• Aim of the task: Reproduce the data from the line containing "If there is any blurred spectator" through the line containing "[391,230,531,335]", inclusive, replacing every occurrence of "show me where" with "indicate where" and leaving all else unchanged.

Excerpts of bounding box data:
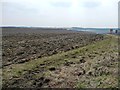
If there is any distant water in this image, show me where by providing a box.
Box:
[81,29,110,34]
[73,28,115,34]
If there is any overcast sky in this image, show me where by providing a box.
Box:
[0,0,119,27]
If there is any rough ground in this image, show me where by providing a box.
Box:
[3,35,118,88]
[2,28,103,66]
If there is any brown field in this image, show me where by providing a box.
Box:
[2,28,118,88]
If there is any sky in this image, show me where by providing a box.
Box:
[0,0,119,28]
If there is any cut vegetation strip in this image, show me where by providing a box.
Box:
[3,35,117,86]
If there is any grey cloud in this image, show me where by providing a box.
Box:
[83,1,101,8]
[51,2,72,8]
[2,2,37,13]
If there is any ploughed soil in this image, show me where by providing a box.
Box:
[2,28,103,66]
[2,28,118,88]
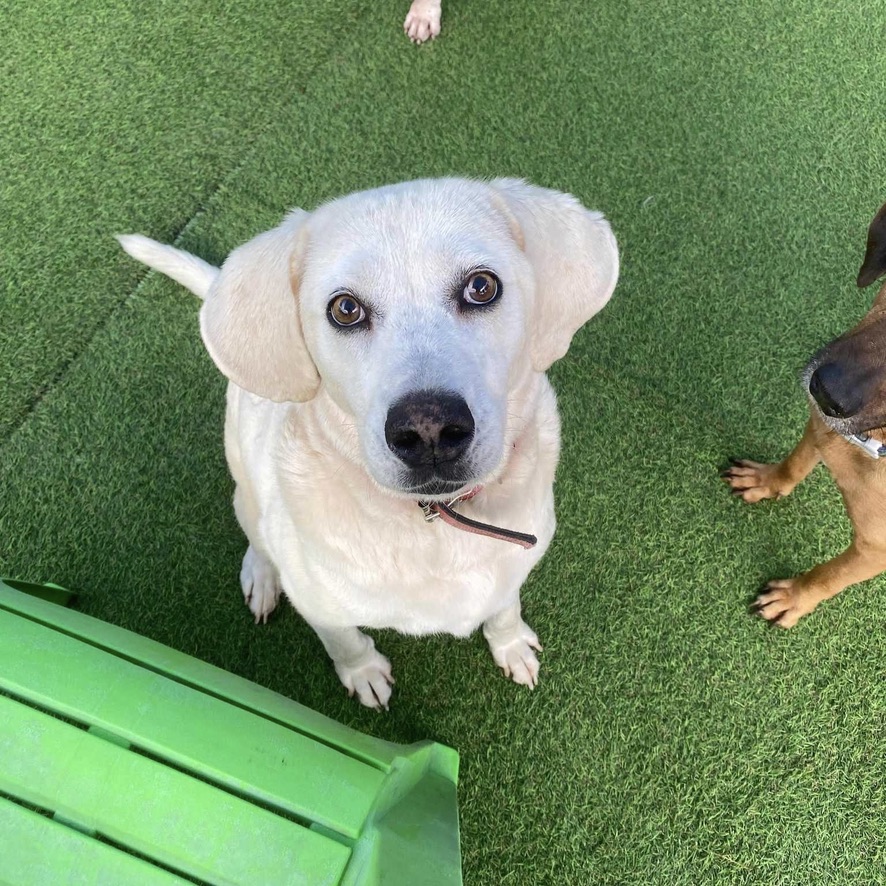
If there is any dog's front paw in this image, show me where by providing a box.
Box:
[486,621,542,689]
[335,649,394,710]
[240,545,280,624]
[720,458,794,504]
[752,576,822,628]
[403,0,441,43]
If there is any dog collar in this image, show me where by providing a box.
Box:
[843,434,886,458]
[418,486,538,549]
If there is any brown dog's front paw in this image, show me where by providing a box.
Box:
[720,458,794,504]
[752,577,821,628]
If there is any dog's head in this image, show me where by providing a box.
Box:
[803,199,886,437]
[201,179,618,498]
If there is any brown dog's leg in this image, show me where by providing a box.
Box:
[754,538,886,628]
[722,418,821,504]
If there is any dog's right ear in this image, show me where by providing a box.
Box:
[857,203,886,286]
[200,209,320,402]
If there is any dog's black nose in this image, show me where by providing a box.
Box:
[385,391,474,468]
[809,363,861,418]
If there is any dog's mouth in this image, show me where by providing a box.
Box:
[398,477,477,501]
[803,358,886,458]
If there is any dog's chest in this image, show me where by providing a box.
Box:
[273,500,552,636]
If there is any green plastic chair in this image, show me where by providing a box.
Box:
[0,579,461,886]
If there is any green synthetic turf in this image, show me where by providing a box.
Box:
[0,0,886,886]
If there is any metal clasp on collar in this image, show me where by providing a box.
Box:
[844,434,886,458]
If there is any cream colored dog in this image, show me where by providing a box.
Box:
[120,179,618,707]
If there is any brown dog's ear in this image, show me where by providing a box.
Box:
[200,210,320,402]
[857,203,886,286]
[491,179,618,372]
...
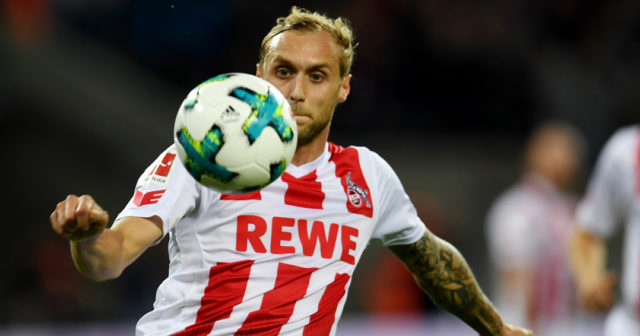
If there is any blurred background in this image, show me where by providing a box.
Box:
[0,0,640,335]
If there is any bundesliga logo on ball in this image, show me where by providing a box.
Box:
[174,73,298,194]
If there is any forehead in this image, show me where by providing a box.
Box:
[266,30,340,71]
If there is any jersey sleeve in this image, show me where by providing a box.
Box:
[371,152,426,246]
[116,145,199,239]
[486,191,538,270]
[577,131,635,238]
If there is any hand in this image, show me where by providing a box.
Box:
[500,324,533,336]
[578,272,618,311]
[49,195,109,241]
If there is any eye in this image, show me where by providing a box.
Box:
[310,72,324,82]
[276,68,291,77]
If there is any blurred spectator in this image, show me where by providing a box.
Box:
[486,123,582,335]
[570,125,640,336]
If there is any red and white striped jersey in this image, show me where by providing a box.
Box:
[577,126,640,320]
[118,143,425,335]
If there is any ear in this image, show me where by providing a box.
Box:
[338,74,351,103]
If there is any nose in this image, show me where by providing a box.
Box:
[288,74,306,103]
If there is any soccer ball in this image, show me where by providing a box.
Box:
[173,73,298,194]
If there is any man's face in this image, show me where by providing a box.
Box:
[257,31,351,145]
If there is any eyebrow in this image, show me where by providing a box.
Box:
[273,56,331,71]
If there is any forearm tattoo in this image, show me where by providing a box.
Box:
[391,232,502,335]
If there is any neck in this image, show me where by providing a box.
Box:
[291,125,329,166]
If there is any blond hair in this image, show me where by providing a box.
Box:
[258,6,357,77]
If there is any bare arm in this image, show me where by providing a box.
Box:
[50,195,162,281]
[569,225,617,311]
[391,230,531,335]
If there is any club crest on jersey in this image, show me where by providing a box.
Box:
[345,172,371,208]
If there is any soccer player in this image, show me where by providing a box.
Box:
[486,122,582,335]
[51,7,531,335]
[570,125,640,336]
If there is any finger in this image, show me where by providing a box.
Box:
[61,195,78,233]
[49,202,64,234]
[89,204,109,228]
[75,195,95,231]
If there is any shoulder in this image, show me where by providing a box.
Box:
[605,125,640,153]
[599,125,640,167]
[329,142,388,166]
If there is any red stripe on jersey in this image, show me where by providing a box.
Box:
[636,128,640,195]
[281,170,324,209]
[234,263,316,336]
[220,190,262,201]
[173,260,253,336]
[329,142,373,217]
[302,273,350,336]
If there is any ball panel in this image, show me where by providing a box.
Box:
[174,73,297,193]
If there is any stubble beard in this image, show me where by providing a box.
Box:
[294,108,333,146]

• Task result:
If there is any blurred spectator in this image, indicate where by providing a box.
Box:
[486,123,582,335]
[570,125,640,336]
If there is any red and white striped jersey in this image, indicate where by providing a box.
Box:
[577,126,640,320]
[118,143,425,335]
If there is any ear in this image, indicate where by providing a box.
Box:
[338,74,351,103]
If there is any nose in this image, indicate where by providing a box.
Box:
[288,74,306,103]
If there is any soccer ball in this image, indicate where by providing a box.
Box:
[173,73,298,194]
If there is any man's face in this image, indicate where by providing a box.
Box:
[257,31,351,145]
If there is any eyebrow in this image, indicate where by providing a box.
Box:
[273,56,331,71]
If there is any forearm tattoo in this image, indicate where by providing a box.
Box:
[391,232,502,335]
If there is any neck in this image, indicate where by providing a box.
Box:
[291,125,329,166]
If there is any blond hair in this image, indicate where by providing a box.
Box:
[258,6,357,77]
If there is any bare arm in this image, indicate where by providing a box.
Box:
[50,195,162,281]
[569,225,617,311]
[391,230,531,335]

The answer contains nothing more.